DATA EXTRACT:

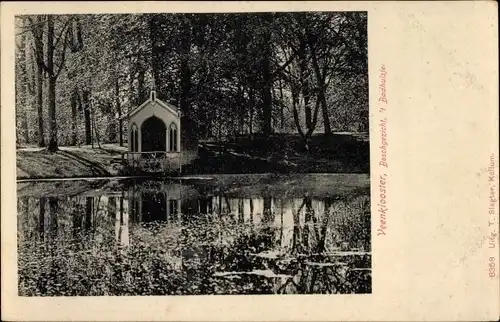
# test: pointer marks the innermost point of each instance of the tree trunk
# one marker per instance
(74, 117)
(39, 105)
(267, 83)
(86, 116)
(303, 75)
(321, 92)
(119, 110)
(52, 147)
(37, 32)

REQUIRED TASK: Convert the material above into a JSON list of strings with one string per line, skipping blank lines and leaving out the pictures.

TASK RESPONSE:
[
  "# test: pointer marks the innermost point of each instance of the tree trunk",
  "# one marker per instance",
  "(74, 117)",
  "(39, 105)",
  "(267, 83)",
  "(86, 116)",
  "(303, 75)",
  "(321, 92)",
  "(119, 110)",
  "(52, 147)",
  "(37, 32)"
]